Region pointing data:
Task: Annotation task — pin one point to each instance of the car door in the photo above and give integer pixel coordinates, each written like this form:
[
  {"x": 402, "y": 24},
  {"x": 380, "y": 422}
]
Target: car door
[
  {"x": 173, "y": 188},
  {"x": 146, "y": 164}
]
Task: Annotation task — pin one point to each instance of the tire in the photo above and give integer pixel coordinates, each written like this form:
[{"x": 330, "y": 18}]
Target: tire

## ACTION ITEM
Please set down each entry again, word for word.

## SOLUTION TO THIS EXERCISE
Task: Annotation task — pin one point to each instance of the car door in the photo above and give integer pixel coordinates, each written like this form:
[
  {"x": 402, "y": 24},
  {"x": 380, "y": 422}
]
Target: car door
[
  {"x": 173, "y": 188},
  {"x": 146, "y": 164}
]
Task: Annotation task — pin one point to each instance of the tire in the photo above and give integer pixel coordinates, each written like this form:
[{"x": 330, "y": 18}]
Target: tire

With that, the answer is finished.